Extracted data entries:
# # # # #

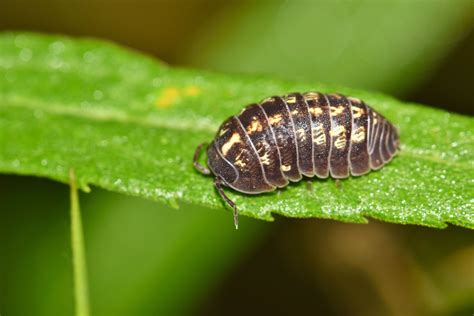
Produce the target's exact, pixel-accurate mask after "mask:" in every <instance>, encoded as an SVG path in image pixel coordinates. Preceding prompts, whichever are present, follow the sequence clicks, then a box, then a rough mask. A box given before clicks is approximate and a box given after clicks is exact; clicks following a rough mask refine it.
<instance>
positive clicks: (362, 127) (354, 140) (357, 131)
mask: <svg viewBox="0 0 474 316" xmlns="http://www.w3.org/2000/svg"><path fill="white" fill-rule="evenodd" d="M364 140H365V127H364V126H359V127H358V128H357V129H356V130H355V131H354V133H353V134H352V141H353V142H354V143H360V142H363V141H364Z"/></svg>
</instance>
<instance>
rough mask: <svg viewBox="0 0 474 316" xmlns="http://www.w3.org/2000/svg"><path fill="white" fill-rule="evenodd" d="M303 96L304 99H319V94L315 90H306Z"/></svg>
mask: <svg viewBox="0 0 474 316" xmlns="http://www.w3.org/2000/svg"><path fill="white" fill-rule="evenodd" d="M304 98H305V99H306V100H314V101H318V100H319V94H317V93H316V92H308V93H305V94H304Z"/></svg>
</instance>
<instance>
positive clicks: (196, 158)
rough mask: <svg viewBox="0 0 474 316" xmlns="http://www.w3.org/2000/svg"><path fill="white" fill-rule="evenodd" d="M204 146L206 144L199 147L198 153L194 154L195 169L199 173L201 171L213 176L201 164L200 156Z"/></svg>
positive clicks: (202, 144)
mask: <svg viewBox="0 0 474 316" xmlns="http://www.w3.org/2000/svg"><path fill="white" fill-rule="evenodd" d="M204 145H205V143H202V144H200V145H199V146H197V148H196V151H195V152H194V157H193V164H194V168H196V170H197V171H199V172H200V173H202V174H205V175H209V174H211V171H210V170H209V169H207V168H206V167H204V166H203V165H201V164H200V163H199V156H200V155H201V149H202V146H204Z"/></svg>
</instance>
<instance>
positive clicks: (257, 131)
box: [247, 117, 263, 134]
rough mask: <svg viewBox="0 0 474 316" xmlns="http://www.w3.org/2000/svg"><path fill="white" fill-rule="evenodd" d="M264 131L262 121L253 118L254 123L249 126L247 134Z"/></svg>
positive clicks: (247, 131)
mask: <svg viewBox="0 0 474 316" xmlns="http://www.w3.org/2000/svg"><path fill="white" fill-rule="evenodd" d="M262 130H263V126H262V124H261V123H260V121H259V120H258V119H257V118H256V117H253V120H252V122H250V125H249V126H247V133H249V134H252V133H253V132H261V131H262Z"/></svg>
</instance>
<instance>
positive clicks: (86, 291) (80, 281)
mask: <svg viewBox="0 0 474 316" xmlns="http://www.w3.org/2000/svg"><path fill="white" fill-rule="evenodd" d="M69 180H70V188H71V248H72V265H73V270H74V299H75V305H76V316H89V315H90V313H89V294H88V287H87V269H86V255H85V250H84V234H83V231H82V221H81V210H80V208H79V196H78V192H77V184H76V175H75V173H74V170H73V169H71V170H70V171H69Z"/></svg>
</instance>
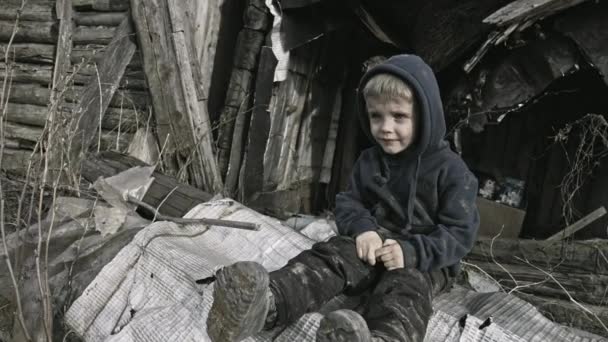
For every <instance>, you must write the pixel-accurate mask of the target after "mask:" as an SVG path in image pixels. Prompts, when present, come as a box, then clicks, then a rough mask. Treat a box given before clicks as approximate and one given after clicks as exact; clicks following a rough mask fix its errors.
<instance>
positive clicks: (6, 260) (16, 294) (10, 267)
mask: <svg viewBox="0 0 608 342" xmlns="http://www.w3.org/2000/svg"><path fill="white" fill-rule="evenodd" d="M1 197H2V189H1V188H0V232H1V233H2V244H3V246H4V261H5V262H6V265H7V266H8V273H9V274H10V276H11V281H12V282H13V287H14V288H15V296H16V297H17V317H18V319H19V325H21V329H23V334H24V335H25V338H26V340H28V341H31V340H32V338H31V337H30V334H29V333H28V331H27V327H26V326H25V319H24V318H23V308H22V306H21V295H20V294H19V286H18V285H17V279H15V273H14V272H13V266H12V265H11V261H10V257H9V255H8V246H7V244H6V232H5V231H4V199H3V198H1Z"/></svg>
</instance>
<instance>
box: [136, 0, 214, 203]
mask: <svg viewBox="0 0 608 342" xmlns="http://www.w3.org/2000/svg"><path fill="white" fill-rule="evenodd" d="M172 4H173V6H176V4H174V3H172ZM168 6H169V5H168V3H167V1H166V0H146V1H144V0H131V9H132V12H131V13H132V17H133V21H134V22H135V25H136V27H137V33H138V34H137V37H138V39H139V46H140V48H141V51H142V55H143V62H144V70H145V72H146V75H147V81H148V85H149V87H150V93H151V95H152V105H153V107H154V115H155V118H156V125H157V134H158V139H159V143H160V145H161V146H165V153H164V157H165V159H164V160H165V163H166V164H167V166H168V167H171V168H172V170H171V172H173V173H175V174H177V172H178V170H180V169H184V170H186V171H187V175H188V177H187V178H189V179H190V180H191V181H192V182H193V184H195V185H196V186H199V187H203V188H204V189H206V190H207V191H209V192H212V193H216V192H219V191H221V188H222V182H221V178H220V177H219V176H216V175H219V174H218V173H217V171H215V170H214V169H215V162H210V163H205V161H211V160H212V159H213V154H210V151H211V146H210V144H208V143H206V141H208V140H207V139H208V138H210V136H209V134H210V131H206V127H208V125H209V124H208V123H207V122H208V119H205V114H204V113H203V112H202V109H201V108H200V107H199V106H198V105H197V104H195V103H194V102H193V100H196V99H197V97H196V95H195V96H194V99H192V98H191V94H192V91H193V90H195V86H194V85H193V84H192V78H193V74H192V70H191V69H190V70H189V68H191V64H190V63H189V49H188V48H187V44H190V42H187V41H185V37H180V33H179V32H177V30H175V29H174V28H172V25H176V27H180V25H182V28H183V25H184V24H183V20H177V19H179V18H178V17H179V15H178V13H179V12H178V11H177V9H175V10H174V9H172V11H173V12H170V9H169V8H168ZM171 13H173V17H174V18H173V19H174V20H173V22H172V17H171ZM180 21H181V22H180ZM182 38H183V39H182ZM187 95H190V96H188V98H186V96H187ZM197 137H203V138H204V139H205V140H203V141H199V139H197ZM174 161H175V162H174ZM184 170H182V172H183V171H184Z"/></svg>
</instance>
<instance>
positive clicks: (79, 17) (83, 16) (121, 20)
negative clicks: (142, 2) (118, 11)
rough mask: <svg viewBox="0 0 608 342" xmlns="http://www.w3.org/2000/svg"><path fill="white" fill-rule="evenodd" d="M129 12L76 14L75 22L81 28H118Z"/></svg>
mask: <svg viewBox="0 0 608 342" xmlns="http://www.w3.org/2000/svg"><path fill="white" fill-rule="evenodd" d="M128 16H129V14H128V13H127V12H101V13H100V12H76V14H75V16H74V22H75V23H76V25H80V26H118V25H120V23H121V22H122V21H123V19H124V18H126V17H128Z"/></svg>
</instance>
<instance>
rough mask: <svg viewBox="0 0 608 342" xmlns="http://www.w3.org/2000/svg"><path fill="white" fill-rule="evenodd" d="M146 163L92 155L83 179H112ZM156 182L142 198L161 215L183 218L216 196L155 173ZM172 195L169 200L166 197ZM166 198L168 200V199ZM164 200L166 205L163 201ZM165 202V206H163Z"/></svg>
mask: <svg viewBox="0 0 608 342" xmlns="http://www.w3.org/2000/svg"><path fill="white" fill-rule="evenodd" d="M145 165H146V164H145V163H143V162H141V161H139V160H137V159H135V158H131V157H128V156H126V155H122V154H119V153H115V152H102V153H100V154H97V155H89V156H88V158H87V159H85V160H84V162H83V165H82V176H83V177H84V178H86V179H87V180H88V181H90V182H94V181H95V180H97V178H99V177H110V176H113V175H115V174H117V173H119V172H122V171H125V170H127V169H129V168H131V167H133V166H145ZM152 177H154V181H153V182H152V184H151V185H150V188H149V189H148V191H147V192H146V195H145V196H144V198H143V199H142V201H143V202H145V203H147V204H150V205H152V206H153V207H155V208H158V211H159V212H160V213H161V214H164V215H168V216H173V217H182V216H184V214H186V213H187V212H188V211H189V210H190V209H192V208H194V207H195V206H196V205H198V204H200V203H203V202H207V201H208V200H210V199H211V197H212V195H211V194H209V193H206V192H203V191H202V190H199V189H197V188H195V187H193V186H190V185H188V184H184V183H180V182H178V181H177V179H175V178H173V177H170V176H167V175H165V174H162V173H160V172H156V171H155V172H154V173H153V174H152ZM167 196H169V198H166V197H167ZM165 199H166V200H165ZM163 201H164V202H163ZM161 203H163V205H162V206H160V204H161Z"/></svg>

# # # # #

WORK ORDER:
Needed here is a verbatim copy of the data from the first line through the line with "positive clicks: (196, 158)", without pictures.

SOLUTION TO THE EXERCISE:
Produce the target's exact, pixel-accurate mask after "mask:" in every <instance>, encoded as an SVG path in image pixel coordinates. Preceding prompts, whichever are present, follow the sequence clicks, then a box, then a rough mask. A box given before clicks is approximate and a box given after clicks is exact; clicks following a rough mask refine it.
<instance>
positive clicks: (362, 127) (354, 140) (357, 131)
mask: <svg viewBox="0 0 474 316" xmlns="http://www.w3.org/2000/svg"><path fill="white" fill-rule="evenodd" d="M364 140H365V127H364V126H359V127H358V128H357V129H356V130H355V131H354V133H353V134H352V141H353V142H354V143H360V142H363V141H364Z"/></svg>
</instance>
<instance>
rough mask: <svg viewBox="0 0 474 316" xmlns="http://www.w3.org/2000/svg"><path fill="white" fill-rule="evenodd" d="M303 96L304 99H319V94L315 90H306Z"/></svg>
mask: <svg viewBox="0 0 474 316" xmlns="http://www.w3.org/2000/svg"><path fill="white" fill-rule="evenodd" d="M304 98H305V99H306V100H314V101H318V100H319V94H317V93H316V92H308V93H305V94H304Z"/></svg>
</instance>
<instance>
positive clicks: (196, 158)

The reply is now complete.